The plans for the Lord Nelson pub on the A15 crossroads at Morton originally went before South Kesteven District Council’s development control committee in May 2014, and were refused permission contrary to the recommendation of planning officers.

After applicants Aegis Architects lost their appeal against this decision which had been lodged with the planning inspectorate, they returned with an amended design and traffic plan in response to the primary concern over highway and pedestrian safety.

This was deferred when it went before the district council’s planning committee again in October last year, as the councillors called for an independent traffic survey to be provided.

Taking on board the points made in this independent consultation, on Tuesday the applicants returned with a plan to direct all traffic into the site from an access point off Hanthorpe Road, with delivery lorries being instructed that they must only turn left to leave the site on to the A15, Bourne Road.

The public will be able to exit by turning both left or right, and a pedestrian crossing over the A15 to the south of the store must also be built.

Coun Michael King (Con), who had previously expressed concerns against the plans, said: “It is a whole lot better. The previous application was refused on highways safety and pedestrian safety, and this address them both.

“It is not ideal - there are still questions over the direction of traffic. But I propose we approve this application.”
════════════════════
Given exercise 1:
Reproduce word for word the records from the line with "Reviewer note: check that each instance of the man's eye" to the line with "[[71, 27], [35, 109], [85, 24]]", including both of those lines.
Given exercise 2:
Carry on the article about the Lord Nelson pub plans from the point where it stops.
The article about the Lord Nelson pub plans and the records come from separate sources.

Items taken from a dataset:
════════════════════
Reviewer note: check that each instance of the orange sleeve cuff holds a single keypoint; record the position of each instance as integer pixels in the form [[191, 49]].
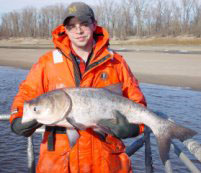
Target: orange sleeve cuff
[[141, 126]]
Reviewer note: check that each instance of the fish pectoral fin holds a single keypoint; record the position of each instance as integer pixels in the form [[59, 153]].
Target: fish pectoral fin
[[101, 135], [164, 148], [104, 129], [115, 88], [75, 124]]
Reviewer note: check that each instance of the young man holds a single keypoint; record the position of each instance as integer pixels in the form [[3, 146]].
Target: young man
[[81, 59]]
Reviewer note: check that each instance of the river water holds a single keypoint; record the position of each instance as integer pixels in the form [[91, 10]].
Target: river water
[[180, 104]]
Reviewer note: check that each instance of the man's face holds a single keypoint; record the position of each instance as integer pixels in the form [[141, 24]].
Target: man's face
[[80, 33]]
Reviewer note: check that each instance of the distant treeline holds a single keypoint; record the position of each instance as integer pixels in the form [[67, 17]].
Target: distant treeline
[[123, 18]]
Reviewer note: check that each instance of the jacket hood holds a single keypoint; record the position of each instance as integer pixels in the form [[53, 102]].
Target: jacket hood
[[61, 39]]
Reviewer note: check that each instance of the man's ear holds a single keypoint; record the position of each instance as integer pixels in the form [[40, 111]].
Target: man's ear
[[95, 25]]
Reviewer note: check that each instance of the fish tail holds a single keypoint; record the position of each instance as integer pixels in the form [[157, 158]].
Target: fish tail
[[165, 136]]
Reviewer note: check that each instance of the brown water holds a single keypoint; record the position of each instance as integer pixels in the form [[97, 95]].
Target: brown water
[[180, 104]]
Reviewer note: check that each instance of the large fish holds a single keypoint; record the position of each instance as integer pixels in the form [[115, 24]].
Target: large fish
[[82, 108]]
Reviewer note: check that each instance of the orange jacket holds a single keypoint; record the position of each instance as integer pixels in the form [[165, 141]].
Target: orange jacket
[[56, 69]]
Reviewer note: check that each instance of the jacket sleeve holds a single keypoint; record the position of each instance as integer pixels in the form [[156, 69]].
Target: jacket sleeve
[[131, 88], [31, 87]]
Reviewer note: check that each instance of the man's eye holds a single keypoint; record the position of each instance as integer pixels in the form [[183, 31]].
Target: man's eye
[[71, 27], [35, 109], [85, 24]]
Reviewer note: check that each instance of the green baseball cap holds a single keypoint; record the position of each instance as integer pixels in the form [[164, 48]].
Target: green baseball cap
[[80, 10]]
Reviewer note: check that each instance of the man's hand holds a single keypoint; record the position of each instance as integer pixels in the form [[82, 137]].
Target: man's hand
[[120, 128]]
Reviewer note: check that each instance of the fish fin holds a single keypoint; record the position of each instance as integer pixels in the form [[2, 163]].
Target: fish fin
[[104, 129], [174, 131], [115, 88], [76, 125], [164, 148], [182, 133], [73, 135], [101, 135]]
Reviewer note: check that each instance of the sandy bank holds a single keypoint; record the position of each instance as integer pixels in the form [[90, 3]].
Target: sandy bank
[[173, 69]]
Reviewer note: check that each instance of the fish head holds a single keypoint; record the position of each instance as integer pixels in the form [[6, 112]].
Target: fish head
[[49, 108]]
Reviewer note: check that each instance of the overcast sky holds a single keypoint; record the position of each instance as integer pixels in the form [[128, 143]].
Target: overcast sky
[[10, 5]]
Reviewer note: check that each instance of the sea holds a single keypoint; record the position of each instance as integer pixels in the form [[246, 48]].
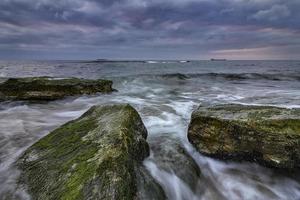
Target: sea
[[165, 93]]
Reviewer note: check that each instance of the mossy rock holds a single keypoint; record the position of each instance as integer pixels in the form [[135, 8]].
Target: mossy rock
[[97, 156], [170, 156], [267, 135], [47, 88]]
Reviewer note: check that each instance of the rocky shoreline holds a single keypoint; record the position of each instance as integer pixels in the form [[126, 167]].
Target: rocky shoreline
[[267, 135], [100, 155], [97, 156], [49, 88]]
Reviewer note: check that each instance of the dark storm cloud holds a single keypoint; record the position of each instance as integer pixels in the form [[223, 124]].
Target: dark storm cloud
[[149, 28]]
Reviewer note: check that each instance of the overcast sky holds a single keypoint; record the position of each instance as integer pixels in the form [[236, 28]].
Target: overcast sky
[[149, 29]]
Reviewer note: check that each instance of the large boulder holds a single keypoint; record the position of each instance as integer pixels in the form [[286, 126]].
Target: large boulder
[[267, 135], [97, 156], [46, 88]]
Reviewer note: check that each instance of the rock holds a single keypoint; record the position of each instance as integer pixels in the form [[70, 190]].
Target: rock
[[46, 88], [267, 135], [97, 156], [170, 156]]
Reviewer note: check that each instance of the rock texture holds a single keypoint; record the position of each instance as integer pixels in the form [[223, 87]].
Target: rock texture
[[97, 156], [46, 88], [170, 156], [267, 135]]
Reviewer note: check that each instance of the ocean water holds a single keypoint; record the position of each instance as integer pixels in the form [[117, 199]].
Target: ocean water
[[165, 94]]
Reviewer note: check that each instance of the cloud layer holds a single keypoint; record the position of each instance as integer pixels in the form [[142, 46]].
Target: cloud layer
[[142, 29]]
════════════════════
Final answer 1:
Reviewer note: check that each instance of the man's eye holds a single keypoint; record the position of each instance as integer pixels in the form [[183, 31]].
Target: man's eye
[[71, 27], [35, 109], [85, 24]]

Final answer 2:
However not all of the councillors were convinced that this was a solution.

Coun Rosemary Woolley (Con) added: “I have great concerns still. I can imagine the lorries will have to go out on to the other side of the road, and there has already been quite a few accidents there.”

The proposal to approve the application, subject to conditions, was won by eight votes to five.

Lincolnshire Co-op’s Store development manager Matthew Wilkinson said: “We believe that a food store will give people in the village further shopping choice and will also be a way of bringing that site back into sustainable economic use.”

Lincolnshire Co-operative had previously put in a planning application to turn the former King’s Head pub, on the opposite side of the A15, into a store.

The former King’s Head was destroyed in a suspected arson attack in 2007 and the firm had demolished the site in preparation, before changing its plans.